(Stored data)
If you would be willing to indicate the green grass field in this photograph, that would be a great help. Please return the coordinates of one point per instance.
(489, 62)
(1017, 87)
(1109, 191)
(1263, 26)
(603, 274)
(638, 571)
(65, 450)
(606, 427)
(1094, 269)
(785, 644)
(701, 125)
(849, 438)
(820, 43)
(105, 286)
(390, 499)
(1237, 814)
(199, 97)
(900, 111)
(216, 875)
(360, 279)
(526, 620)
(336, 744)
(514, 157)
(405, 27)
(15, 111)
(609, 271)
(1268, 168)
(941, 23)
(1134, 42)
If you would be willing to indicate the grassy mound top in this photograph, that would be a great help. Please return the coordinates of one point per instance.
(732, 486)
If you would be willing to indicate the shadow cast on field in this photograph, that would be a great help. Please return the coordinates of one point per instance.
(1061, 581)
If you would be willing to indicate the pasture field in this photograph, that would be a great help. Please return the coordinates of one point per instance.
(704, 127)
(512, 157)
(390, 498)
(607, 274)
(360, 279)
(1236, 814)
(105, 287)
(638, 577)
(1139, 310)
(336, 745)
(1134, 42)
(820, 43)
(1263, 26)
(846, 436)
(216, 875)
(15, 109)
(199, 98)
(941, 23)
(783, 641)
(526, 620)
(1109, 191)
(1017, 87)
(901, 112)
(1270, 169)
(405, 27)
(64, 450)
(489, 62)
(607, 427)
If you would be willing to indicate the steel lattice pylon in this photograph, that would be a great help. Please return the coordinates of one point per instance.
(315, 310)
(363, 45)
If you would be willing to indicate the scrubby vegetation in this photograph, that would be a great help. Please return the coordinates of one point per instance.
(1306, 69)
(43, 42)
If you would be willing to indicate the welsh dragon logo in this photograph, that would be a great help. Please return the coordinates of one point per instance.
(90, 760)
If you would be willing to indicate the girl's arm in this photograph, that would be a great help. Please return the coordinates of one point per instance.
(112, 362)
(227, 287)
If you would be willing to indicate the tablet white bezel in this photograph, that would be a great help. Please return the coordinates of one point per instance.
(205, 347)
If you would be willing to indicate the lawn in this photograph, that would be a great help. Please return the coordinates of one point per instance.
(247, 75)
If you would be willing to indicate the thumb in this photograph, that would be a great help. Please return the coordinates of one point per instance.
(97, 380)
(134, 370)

▸ TASK PROMPT: Could you print the lines above, exactly as written, from the line containing "If you would be willing to indicate the thumb" through the final one?

▸ EXPECTED OUTPUT:
If you would be willing to indicate the thumb in this photograph, that would be a great help. Please return the coordinates of one point per instance.
(97, 380)
(134, 370)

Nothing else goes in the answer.